[TEXT SECTION]
■ ■ ■ ■
Author’s note: This post is the third part of a rough draft of an methods/approach section to an article that I am publicly writing on this blog. I’ve previously written and posted an Introduction section. As you may see in the author’s notes to the previous two parts of this section, I had a system in mind on how I would write this, but it became clear in the third week that that system isn’t… going to work. I don’t know, man, I’m just trying to get some stuff down on paper here.

 

Land-use Metaphor in Scholarly Communication (DRAFT)

METHOD / APPROACH, PT. 3  (PT. 1 here; PT. 2 here)

In conclusion of this section, I will summarize the major points discussed, distilling them into a guide for our method / approach.

The three most basic mechanics we will employ are

  • identification of a metaphor (or conceptual metaphor) in circulation;
  • case-making for its suitability; or
  • case-making for its replacement;

along with a fourth mechanic, which is

  • identification of potential metaphors for tangential areas.
■ ■ ■ ■
[SUPPLIED DATA]
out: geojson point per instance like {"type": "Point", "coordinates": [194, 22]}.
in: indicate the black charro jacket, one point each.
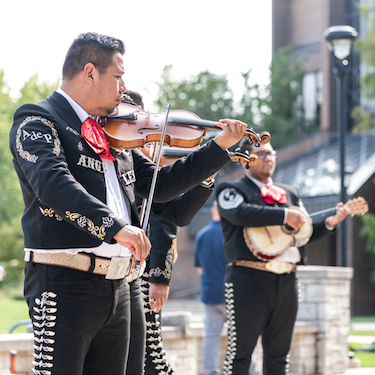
{"type": "Point", "coordinates": [253, 212]}
{"type": "Point", "coordinates": [63, 184]}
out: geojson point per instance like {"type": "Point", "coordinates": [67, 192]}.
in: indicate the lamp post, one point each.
■ ■ ■ ■
[WHAT TO WORK ON]
1) What are the four mechanics the draft names for its method / approach?
2) Can you reproduce the draft word for word, beginning at "The three most" and stopping after "for tangential areas."?
The records come from a different source than the draft.

[RESULTS FOR EACH TASK]
1)
- Identification of a metaphor (or conceptual metaphor) in circulation
- Case-making for its suitability
- Case-making for its replacement
- Identification of potential metaphors for tangential areas

2)
The three most basic mechanics we will employ are

  • identification of a metaphor (or conceptual metaphor) in circulation;
  • case-making for its suitability; or
  • case-making for its replacement;

along with a fourth mechanic, which is

  • identification of potential metaphors for tangential areas.